* Given problem *
Pick out and copy each line below that contains the word "hand". Case counts.

[Point annotations on photos]
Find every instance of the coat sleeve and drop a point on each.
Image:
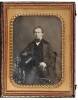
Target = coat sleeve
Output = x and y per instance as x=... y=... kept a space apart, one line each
x=52 y=64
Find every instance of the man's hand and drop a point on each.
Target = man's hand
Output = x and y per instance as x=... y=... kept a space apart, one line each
x=43 y=66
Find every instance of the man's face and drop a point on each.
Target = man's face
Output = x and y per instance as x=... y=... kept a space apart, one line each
x=38 y=33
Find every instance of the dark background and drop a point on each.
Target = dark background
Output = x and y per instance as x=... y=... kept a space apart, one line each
x=23 y=33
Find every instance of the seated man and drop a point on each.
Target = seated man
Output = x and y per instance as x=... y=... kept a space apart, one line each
x=36 y=63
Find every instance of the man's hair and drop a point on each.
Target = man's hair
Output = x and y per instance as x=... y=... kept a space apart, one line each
x=38 y=27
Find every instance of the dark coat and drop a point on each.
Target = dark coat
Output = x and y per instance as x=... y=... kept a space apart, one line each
x=29 y=68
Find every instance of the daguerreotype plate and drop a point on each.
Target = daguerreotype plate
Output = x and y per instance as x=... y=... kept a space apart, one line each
x=38 y=49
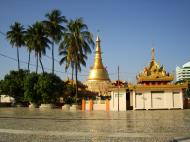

* Exercise solution *
Find every instance of the man's hand and drop a point on each.
Target = man's hand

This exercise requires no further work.